_Text block_:

########

A ballast tank is a compartment within a boat, ship or other floating structure that holds water, which is used as ballast to provide stability for a vessel. Using water in a tank allows for easier adjustment of weight than stone or iron ballast as was used in older vessels. It also allows for ballast to be pumped out to temporarily reduce the draft of the vessel when required to enter shallower water.
The basic concept behind the ballast tank can be seen in many forms of aquatic life, such as the blowfish or argonaut octopus, and the concept has been invented and reinvented many times by humans to serve a variety of purposes. For example, in 1849 Abraham Lincoln, then an Illinois attorney, patented a ballast-tank system to enable cargo vessels to pass over shoals in North American rivers.
In order to provide adequate stability to vessels at sea, ballast is used to weigh the ship down and lower its centre of gravity. International agreements under the Safety Of Life At Sea (SOLAS) Convention require cargo vessels and passenger ships to be constructed so as to withstand certain kinds of damage. The criteria specify the separation of compartments within the vessel and also the subdivision of those compartments. The International agreements rely upon the states which have signed the agreement to implement the regulations within their waters and on vessels which are entitled to fly their flag. The ballast is generally seawater which is pumped into tanks known as ballast tanks. Depending on the type of vessel, the tanks can be double bottom (extending across the breadth of the vessel), wing tanks (located on the outboard area from keel to deck) or hopper tanks (occupying the upper corner section between hull and main deck). These ballast tanks are connected to pumps which can pump water in or out. These tanks are filled in order to add weight to the ship once cargo has been discharged, and improve its stability. In some extreme conditions, ballast water may be introduced to dedicated cargo spaces in order to add extra weight during heavy weather or to pass under low bridges.
Some submersibles, such as bathyscaphes, dive and re-surface solely by controlling their buoyancy. They flood ballast tanks to submerge, then to re-surface either drop discardable ballast weights, or used stored compressed air to blow their ballast tanks clear of water, becoming buoyant again.

########

(Collected data entries)
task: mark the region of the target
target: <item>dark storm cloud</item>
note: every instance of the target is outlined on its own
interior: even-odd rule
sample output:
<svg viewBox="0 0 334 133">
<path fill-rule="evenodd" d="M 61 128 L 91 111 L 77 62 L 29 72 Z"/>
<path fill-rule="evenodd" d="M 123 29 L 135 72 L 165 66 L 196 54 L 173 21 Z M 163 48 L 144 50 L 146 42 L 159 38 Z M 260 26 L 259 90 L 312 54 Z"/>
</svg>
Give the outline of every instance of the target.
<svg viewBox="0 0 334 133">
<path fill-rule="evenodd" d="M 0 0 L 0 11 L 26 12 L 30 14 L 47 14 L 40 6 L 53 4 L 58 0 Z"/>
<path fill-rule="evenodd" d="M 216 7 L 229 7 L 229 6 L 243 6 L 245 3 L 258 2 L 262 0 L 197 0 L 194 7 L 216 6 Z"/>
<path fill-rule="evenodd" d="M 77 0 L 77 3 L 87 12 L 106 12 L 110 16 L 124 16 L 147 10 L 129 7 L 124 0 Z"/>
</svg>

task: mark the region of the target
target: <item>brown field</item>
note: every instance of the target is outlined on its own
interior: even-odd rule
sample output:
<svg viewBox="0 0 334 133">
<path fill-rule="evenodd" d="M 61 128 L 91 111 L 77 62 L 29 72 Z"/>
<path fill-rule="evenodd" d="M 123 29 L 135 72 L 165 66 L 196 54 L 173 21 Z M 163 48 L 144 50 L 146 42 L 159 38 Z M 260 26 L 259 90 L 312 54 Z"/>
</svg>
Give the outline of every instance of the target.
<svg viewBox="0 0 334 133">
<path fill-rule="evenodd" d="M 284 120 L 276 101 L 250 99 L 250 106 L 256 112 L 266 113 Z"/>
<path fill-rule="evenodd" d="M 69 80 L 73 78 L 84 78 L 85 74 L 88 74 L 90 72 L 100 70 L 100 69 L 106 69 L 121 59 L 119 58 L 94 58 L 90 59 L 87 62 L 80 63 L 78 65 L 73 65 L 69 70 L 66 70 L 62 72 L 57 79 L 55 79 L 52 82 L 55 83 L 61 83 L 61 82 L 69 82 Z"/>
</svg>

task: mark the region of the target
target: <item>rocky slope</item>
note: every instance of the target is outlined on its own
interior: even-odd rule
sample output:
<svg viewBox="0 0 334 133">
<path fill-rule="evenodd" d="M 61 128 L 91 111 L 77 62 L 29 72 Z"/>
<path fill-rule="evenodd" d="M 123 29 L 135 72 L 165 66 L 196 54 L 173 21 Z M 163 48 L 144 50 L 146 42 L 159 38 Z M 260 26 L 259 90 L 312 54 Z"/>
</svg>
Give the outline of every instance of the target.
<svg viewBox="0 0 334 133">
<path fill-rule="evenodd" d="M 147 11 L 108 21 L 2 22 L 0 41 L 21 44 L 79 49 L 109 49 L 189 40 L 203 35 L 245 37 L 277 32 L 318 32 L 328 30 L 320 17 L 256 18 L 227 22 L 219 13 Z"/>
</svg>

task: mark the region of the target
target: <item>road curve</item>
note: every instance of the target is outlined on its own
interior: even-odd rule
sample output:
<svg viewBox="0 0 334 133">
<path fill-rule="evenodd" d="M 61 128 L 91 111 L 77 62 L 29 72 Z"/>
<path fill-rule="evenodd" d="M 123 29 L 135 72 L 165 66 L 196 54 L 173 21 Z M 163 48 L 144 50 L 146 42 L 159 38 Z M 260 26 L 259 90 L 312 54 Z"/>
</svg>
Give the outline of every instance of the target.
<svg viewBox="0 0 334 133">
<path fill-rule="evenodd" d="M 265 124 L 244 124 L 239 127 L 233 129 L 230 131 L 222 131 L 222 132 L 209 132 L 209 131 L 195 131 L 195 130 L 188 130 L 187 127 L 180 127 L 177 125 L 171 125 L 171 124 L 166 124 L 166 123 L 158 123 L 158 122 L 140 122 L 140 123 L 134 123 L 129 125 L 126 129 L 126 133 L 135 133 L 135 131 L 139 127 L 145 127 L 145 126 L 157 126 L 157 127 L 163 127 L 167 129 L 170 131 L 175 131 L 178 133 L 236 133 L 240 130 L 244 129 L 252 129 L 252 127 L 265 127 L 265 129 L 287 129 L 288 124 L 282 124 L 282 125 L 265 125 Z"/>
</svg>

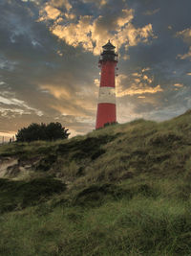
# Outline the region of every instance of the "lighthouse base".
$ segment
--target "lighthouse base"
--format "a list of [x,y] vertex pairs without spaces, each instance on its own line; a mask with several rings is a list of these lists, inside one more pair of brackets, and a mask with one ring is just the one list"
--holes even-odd
[[105,124],[117,122],[116,104],[98,104],[96,128],[103,128]]

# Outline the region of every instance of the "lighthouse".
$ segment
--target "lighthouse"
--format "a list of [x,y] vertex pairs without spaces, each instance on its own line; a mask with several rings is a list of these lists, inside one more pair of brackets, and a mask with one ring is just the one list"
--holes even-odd
[[103,51],[98,61],[101,68],[101,78],[96,111],[96,129],[103,128],[105,124],[117,122],[115,71],[117,54],[115,52],[116,47],[110,40],[102,48]]

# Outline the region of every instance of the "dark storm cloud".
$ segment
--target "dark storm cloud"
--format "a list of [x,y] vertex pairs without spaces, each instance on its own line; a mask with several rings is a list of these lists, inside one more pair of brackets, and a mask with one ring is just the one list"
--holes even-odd
[[191,107],[190,9],[189,0],[2,0],[0,131],[51,121],[94,128],[97,55],[109,38],[120,54],[119,122]]

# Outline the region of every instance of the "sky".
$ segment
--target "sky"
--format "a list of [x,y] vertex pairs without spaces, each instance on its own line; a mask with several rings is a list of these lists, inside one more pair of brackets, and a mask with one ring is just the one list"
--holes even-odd
[[118,53],[117,118],[163,121],[191,108],[190,0],[0,0],[0,136],[60,122],[95,128],[100,69]]

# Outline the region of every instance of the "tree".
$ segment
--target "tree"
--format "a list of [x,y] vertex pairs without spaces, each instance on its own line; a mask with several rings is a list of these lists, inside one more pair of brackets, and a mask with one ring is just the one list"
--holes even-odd
[[41,123],[31,124],[28,128],[23,128],[16,134],[17,142],[31,142],[35,140],[57,140],[67,139],[70,133],[68,128],[62,127],[58,122],[48,125]]

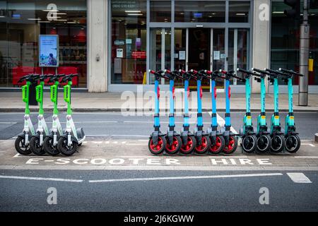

########

_Action item 1_: According to the text about ballast tanks, in what year did Abraham Lincoln patent a ballast-tank system?
_Action item 2_: Do these statements agree with the text about ballast tanks? Answer yes or no for each and quote the deciding words. (a) Ballast is generally seawater pumped into ballast tanks. (b) Wing tanks extend across the breadth of the vessel. (c) Bathyscaphes re-surface by flooding their ballast tanks.
_Action item 3_: Translate this sentence from the text about ballast tanks into Spanish: "These ballast tanks are connected to pumps which can pump water in or out."

_Written solution 1_: In 1849.

_Written solution 2_:
(a) Yes: "The ballast is generally seawater which is pumped into tanks known as ballast tanks."
(b) No: "double bottom (extending across the breadth of the vessel), wing tanks (located on the outboard area from keel to deck)"
(c) No: "They flood ballast tanks to submerge, then to re-surface either drop discardable ballast weights, or used stored compressed air to blow their ballast tanks clear of water"

_Written solution 3_: Estos tanques de lastre están conectados a bombas que pueden bombear agua hacia dentro o hacia fuera.